To-do list =>
1: Transcribe the part of the forum thread on what people miss most after a split, starting at "I got married" and ending at "like being near.".
2: Pull out each line of the records that contains the string "round", treating uppercase and lowercase as different.

Provided passage =>
** BEGIN **

# What do you miss most?



## JWTBL (May 28, 2014)

This topic has probably been tossed around in the past, but I couldn't find a thread on it so...
The thing I miss most is having someone to snuggle with at night. I can easily keep busy during the day, with activities, friends, family, a job, etc. and don't even mind eating dinner alone. But none of that can substitute for a spooning partner. I don't even miss my ex as far as this, because the last few years of our marriage we never went to bed at the same time. We could never just snuggle or be affectionate without it having to lead to sex anyway. (Hence the dissolution of our marriage- one considers sex to be of top priority, one doesn't). 
Anyway, just wanted to vent. And wondering what other singles out there miss the most, not about their ex specifically, but about not having a significant other in their lives?


----------



## Married but Happy (Aug 13, 2013)

Not a damn thing, because I was missing it already while still married. Leaving fixed all that quickly, as I started dating shortly after moving out, and got back all those things.


----------



## JWTBL (May 28, 2014)

I probably should have posted this on the singles of TAM....


----------



## philglossop (Apr 22, 2013)

JWTBL said:


> I probably should have posted this on the singles of TAM....[/QUOTE
> 
> What do I miss or what did I miss?
> At the beginning, everything.
> ...


----------



## devotion (Oct 8, 2012)

I got married at a young age, was married for a long time. I did actually miss just waking up next to someone. Now its eve better to wake up next someone you're excited to see, maybe talk, maybe fool around, but just like being near. 

That's #1 for me. My current girlfriend was never in too serious a relationship so she doesn't get this one as much as me...


----------



## ne9907 (Jul 17, 2013)

I miss being in love.
I miss someone calling me "pretty girl"


----------



## daddymikey1975 (Apr 18, 2009)

I miss spooning and snuggling. And when my 4 yr old daughter woke up puking one night because she was sick, I miss someone cleaning it up. Lol. 

Otherwise I'm very content on my own.


----------



## FeministInPink (Sep 13, 2012)

Nothing. There is nothing about my XH that I miss, except for maybe his salary. Living on a single income is a lot harder now, since I kept the same apartment, etc... But I'm willing to stretch my dollars and make it work, simply for the sake of having gotten rid of him.

** END **

Items from a dataset:
** BEGIN **

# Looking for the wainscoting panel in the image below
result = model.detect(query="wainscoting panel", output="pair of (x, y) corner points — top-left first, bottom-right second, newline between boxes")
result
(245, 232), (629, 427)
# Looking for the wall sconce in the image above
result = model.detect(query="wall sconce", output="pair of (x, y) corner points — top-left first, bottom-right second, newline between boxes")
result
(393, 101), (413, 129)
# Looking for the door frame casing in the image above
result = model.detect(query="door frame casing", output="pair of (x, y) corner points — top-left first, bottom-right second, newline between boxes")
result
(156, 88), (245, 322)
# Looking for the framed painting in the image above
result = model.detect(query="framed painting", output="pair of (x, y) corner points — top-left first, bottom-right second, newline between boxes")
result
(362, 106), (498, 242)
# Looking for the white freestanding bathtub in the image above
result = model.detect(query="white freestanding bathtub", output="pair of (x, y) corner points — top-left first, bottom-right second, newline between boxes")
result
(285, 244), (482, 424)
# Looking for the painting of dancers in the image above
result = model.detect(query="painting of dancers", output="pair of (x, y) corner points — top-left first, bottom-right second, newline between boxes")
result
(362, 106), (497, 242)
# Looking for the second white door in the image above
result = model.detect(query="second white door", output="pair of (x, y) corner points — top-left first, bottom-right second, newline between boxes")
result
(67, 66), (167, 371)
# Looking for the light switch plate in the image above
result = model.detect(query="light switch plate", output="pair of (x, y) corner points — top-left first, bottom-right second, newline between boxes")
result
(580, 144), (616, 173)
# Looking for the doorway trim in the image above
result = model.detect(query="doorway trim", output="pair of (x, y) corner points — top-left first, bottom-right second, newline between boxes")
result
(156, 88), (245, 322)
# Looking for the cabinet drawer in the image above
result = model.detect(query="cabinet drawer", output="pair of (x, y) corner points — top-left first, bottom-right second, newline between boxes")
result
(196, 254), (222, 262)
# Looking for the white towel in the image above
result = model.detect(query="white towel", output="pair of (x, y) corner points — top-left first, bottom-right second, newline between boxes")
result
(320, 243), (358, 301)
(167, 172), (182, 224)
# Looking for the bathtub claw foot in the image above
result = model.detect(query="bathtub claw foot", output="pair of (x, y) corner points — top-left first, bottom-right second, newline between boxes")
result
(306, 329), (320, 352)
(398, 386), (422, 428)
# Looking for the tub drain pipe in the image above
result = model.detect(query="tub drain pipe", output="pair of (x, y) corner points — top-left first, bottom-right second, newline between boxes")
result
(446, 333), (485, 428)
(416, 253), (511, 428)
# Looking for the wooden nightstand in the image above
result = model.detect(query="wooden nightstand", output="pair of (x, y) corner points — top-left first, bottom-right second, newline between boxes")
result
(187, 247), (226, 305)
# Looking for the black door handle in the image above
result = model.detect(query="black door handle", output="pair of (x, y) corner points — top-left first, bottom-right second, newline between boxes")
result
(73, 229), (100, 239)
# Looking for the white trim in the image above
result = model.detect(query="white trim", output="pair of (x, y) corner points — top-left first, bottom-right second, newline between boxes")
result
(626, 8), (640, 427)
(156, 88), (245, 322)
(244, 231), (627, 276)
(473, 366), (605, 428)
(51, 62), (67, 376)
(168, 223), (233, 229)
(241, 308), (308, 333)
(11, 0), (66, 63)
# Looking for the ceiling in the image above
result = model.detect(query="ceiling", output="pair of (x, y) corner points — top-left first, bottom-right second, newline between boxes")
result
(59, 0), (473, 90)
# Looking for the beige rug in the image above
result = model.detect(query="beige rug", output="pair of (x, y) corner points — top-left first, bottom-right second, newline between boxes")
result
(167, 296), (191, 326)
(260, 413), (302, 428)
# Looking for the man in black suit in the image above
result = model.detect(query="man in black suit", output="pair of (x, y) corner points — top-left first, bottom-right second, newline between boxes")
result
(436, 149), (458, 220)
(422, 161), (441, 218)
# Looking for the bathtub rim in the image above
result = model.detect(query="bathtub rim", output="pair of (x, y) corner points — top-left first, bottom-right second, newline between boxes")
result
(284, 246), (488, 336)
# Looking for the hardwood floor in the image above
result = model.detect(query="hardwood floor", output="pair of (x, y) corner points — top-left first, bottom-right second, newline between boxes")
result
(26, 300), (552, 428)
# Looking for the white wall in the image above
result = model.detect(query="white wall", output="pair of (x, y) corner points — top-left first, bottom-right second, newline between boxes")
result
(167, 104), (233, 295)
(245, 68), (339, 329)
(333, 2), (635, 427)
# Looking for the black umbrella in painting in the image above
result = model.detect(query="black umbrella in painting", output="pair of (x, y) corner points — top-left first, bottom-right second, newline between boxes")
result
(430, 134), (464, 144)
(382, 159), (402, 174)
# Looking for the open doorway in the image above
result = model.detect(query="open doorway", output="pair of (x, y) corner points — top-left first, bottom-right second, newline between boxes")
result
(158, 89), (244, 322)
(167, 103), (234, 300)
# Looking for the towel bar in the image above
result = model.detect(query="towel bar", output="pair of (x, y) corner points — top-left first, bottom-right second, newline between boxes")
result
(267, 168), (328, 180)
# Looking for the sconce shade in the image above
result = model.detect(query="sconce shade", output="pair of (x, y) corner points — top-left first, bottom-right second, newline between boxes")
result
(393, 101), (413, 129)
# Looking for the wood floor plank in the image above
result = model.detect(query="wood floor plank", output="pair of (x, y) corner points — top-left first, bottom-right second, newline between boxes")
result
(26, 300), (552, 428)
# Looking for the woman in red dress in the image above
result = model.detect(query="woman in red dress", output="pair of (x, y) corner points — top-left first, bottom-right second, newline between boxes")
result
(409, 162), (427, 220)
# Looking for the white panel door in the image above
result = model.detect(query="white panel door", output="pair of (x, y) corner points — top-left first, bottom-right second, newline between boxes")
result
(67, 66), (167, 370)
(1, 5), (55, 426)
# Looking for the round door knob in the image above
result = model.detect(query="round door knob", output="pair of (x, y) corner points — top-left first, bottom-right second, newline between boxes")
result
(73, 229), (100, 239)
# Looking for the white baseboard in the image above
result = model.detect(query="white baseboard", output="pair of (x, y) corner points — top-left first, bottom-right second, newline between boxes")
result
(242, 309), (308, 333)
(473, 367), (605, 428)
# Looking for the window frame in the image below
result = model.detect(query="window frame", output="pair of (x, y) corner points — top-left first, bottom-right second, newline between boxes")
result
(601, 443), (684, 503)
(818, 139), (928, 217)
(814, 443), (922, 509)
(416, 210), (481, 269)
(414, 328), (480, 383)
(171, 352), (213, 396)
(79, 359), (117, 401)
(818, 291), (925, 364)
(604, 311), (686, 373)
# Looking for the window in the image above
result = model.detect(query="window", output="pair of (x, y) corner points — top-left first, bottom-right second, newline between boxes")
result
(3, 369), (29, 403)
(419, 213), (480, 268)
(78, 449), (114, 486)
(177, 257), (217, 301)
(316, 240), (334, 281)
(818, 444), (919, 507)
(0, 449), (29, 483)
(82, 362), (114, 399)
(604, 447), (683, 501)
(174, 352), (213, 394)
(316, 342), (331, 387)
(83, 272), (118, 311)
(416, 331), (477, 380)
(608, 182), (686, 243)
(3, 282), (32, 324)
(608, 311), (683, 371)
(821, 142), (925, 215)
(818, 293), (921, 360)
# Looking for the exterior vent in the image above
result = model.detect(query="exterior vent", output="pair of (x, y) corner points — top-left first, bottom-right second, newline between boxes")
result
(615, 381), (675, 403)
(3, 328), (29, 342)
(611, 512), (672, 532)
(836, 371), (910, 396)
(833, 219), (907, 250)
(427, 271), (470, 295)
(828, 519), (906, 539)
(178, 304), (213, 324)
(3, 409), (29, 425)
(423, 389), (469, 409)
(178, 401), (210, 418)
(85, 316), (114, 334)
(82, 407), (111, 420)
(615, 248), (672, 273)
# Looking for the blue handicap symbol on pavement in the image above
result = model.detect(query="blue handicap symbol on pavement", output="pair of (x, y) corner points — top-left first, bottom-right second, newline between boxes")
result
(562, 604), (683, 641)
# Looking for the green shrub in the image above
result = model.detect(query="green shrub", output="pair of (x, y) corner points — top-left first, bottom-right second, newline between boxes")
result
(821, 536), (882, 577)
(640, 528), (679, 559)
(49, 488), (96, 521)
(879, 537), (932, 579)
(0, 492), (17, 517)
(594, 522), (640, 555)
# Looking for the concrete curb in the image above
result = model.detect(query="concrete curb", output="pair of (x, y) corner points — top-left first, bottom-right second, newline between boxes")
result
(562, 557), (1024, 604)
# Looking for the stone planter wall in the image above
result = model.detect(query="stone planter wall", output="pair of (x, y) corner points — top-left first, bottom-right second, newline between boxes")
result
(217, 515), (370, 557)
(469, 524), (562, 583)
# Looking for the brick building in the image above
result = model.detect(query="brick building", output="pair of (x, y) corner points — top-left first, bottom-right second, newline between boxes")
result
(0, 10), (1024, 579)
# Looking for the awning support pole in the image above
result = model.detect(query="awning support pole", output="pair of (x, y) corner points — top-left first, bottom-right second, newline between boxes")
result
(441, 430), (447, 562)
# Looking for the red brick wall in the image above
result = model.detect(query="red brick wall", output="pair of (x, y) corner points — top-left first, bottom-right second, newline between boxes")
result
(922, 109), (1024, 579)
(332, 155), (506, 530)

** END **
** BEGIN **

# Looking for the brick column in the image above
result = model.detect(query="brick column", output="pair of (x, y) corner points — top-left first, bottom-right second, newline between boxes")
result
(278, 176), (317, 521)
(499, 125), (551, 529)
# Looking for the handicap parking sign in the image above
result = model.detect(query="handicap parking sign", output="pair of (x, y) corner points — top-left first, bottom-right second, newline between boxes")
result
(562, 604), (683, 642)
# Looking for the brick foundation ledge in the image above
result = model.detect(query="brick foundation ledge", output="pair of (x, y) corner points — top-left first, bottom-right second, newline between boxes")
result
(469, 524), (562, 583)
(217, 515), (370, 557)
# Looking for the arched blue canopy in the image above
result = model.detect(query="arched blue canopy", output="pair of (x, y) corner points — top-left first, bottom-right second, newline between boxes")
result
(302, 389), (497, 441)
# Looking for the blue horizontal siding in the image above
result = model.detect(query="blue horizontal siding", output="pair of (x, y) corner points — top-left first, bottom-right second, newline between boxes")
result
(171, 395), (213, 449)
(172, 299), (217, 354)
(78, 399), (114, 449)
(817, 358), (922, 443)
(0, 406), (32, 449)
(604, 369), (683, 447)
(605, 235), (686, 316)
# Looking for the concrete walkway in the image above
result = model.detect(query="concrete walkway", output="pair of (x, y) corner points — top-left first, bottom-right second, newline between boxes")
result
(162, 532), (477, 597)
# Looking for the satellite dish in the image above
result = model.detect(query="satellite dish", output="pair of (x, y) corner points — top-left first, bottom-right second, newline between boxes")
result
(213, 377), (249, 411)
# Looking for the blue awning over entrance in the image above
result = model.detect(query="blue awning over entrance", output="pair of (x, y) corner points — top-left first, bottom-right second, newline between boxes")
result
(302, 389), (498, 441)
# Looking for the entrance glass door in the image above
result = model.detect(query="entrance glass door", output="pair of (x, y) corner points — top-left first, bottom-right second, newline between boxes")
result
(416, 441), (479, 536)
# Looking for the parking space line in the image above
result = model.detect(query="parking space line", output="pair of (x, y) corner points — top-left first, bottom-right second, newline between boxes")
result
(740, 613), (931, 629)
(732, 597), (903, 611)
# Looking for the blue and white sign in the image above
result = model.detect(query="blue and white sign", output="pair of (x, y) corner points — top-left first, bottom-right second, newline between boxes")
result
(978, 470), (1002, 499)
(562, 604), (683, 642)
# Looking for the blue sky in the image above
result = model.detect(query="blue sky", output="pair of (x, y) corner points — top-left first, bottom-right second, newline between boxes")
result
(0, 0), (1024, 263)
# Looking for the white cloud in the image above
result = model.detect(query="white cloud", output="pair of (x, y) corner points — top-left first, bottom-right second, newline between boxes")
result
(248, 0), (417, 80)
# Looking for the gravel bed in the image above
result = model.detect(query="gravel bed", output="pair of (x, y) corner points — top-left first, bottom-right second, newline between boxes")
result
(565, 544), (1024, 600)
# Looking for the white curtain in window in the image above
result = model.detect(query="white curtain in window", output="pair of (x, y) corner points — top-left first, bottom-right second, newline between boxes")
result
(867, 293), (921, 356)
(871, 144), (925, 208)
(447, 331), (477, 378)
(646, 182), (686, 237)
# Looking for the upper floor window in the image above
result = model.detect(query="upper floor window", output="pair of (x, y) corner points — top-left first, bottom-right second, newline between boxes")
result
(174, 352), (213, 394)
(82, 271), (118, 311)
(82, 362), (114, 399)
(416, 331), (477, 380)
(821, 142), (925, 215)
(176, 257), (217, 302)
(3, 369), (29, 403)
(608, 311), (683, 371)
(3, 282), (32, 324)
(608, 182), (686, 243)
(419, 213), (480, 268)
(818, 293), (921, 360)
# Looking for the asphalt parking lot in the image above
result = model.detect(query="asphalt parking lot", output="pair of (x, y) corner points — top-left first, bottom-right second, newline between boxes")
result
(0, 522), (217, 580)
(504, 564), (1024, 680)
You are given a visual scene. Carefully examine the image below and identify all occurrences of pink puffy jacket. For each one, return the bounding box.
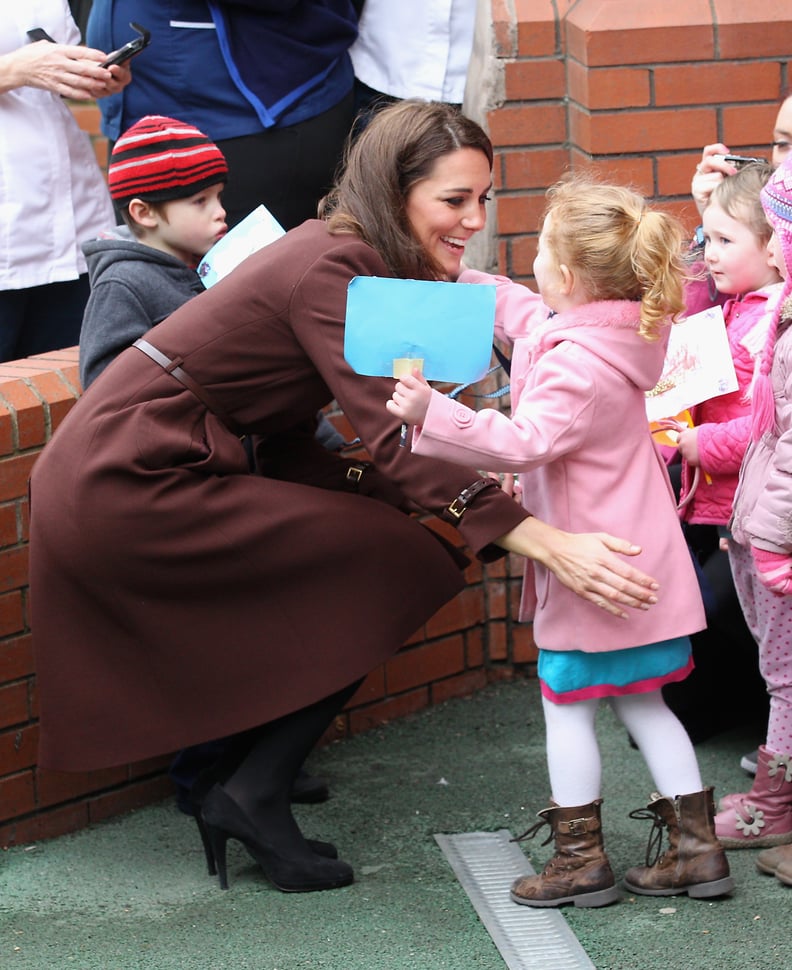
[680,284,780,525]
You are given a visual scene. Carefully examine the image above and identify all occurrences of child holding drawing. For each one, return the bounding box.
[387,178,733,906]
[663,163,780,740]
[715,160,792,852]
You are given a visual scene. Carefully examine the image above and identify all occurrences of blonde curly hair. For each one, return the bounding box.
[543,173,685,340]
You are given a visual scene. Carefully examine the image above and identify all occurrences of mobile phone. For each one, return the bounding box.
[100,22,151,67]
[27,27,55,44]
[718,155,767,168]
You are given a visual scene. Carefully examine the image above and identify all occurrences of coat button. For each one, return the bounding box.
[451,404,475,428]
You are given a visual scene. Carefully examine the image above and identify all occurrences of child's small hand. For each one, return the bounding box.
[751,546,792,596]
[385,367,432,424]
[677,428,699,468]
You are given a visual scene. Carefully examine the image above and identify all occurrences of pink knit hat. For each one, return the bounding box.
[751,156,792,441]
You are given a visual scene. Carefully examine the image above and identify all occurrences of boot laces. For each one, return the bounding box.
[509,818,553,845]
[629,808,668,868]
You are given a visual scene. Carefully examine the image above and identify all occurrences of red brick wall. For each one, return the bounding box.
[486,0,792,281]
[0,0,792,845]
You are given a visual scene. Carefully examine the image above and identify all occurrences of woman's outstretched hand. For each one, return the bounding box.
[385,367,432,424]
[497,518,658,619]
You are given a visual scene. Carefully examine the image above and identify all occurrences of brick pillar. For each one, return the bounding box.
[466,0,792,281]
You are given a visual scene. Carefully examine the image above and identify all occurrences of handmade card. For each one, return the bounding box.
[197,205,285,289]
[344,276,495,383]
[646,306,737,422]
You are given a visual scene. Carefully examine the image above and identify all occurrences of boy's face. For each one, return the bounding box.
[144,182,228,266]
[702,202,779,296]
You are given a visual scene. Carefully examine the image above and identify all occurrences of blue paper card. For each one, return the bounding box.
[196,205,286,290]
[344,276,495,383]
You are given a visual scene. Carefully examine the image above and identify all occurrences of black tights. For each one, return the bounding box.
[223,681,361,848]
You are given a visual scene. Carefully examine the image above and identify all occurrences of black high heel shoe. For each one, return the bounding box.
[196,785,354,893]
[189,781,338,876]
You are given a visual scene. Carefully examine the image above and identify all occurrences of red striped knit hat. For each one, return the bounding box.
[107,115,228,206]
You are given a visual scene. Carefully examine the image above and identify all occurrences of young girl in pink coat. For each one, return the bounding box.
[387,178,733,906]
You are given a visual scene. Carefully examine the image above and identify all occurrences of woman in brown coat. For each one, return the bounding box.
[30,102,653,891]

** END **

Full solutions =>
1:
I got married at a young age, was married for a long time. I did actually miss just waking up next to someone. Now its eve better to wake up next someone you're excited to see, maybe talk, maybe fool around, but just like being near.

2:
# Looking for the round door knob in the image above
result = model.detect(query="round door knob", output="pair of (x, y) corner points — top-left first, bottom-right second, newline between boxes")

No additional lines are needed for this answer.